### RECORDS TO USE
━━━━━━

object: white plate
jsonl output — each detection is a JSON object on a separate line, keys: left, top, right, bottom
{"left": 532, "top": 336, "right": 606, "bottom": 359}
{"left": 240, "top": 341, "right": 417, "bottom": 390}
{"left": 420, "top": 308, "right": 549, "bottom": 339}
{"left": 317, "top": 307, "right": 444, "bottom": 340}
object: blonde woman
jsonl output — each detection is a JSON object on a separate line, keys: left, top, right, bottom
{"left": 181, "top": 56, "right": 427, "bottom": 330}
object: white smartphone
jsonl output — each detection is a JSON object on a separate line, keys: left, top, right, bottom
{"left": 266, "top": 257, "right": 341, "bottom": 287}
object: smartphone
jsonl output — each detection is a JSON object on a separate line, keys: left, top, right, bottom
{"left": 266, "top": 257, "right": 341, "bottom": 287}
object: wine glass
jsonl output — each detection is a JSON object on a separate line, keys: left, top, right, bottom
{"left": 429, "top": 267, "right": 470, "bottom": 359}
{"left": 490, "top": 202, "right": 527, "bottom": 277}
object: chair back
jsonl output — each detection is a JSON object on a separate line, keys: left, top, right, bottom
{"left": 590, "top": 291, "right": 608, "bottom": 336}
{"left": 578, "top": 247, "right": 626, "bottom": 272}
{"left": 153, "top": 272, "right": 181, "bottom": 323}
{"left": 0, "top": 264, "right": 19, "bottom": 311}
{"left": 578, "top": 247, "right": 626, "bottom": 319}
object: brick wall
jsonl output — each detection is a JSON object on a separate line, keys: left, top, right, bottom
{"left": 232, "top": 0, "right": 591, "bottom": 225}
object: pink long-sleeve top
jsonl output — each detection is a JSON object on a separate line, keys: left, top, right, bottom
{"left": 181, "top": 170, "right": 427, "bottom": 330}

━━━━━━

### WHAT YOU HAVE TO DO
Your reply should hold all the entries, each repeated without a single change.

### ANSWER BELOW
object: white plate
jsonl output — each detection is a JSON object on a separate line, keys: left, top, right, bottom
{"left": 532, "top": 336, "right": 606, "bottom": 359}
{"left": 240, "top": 341, "right": 417, "bottom": 390}
{"left": 420, "top": 308, "right": 549, "bottom": 339}
{"left": 317, "top": 307, "right": 444, "bottom": 340}
object: blonde woman
jsonl output — each detection is a JSON object on a separate line, keys: left, top, right, bottom
{"left": 181, "top": 56, "right": 427, "bottom": 330}
object: white smartphone
jsonl output — each detection is a JSON object on a separate line, keys: left, top, right, bottom
{"left": 266, "top": 257, "right": 341, "bottom": 287}
object: smartphone
jsonl output — each detection is a JSON object on a separate line, keys: left, top, right, bottom
{"left": 266, "top": 257, "right": 341, "bottom": 287}
object: wine glass
jsonl output — each detection is a JSON object on a separate line, keys: left, top, right, bottom
{"left": 429, "top": 267, "right": 470, "bottom": 359}
{"left": 490, "top": 202, "right": 527, "bottom": 277}
object: chair back
jsonl output — each detection is a JSON object on a separate line, keys: left, top, right, bottom
{"left": 590, "top": 291, "right": 608, "bottom": 336}
{"left": 578, "top": 247, "right": 626, "bottom": 272}
{"left": 153, "top": 272, "right": 181, "bottom": 323}
{"left": 0, "top": 264, "right": 19, "bottom": 311}
{"left": 578, "top": 247, "right": 626, "bottom": 319}
object: brick wall
jsonl output — each detection is a JSON object on a separate line, keys: left, top, right, bottom
{"left": 232, "top": 0, "right": 591, "bottom": 225}
object: pink long-sleeve top
jsonl output — each detection is a JSON object on a separate line, keys: left, top, right, bottom
{"left": 181, "top": 170, "right": 427, "bottom": 330}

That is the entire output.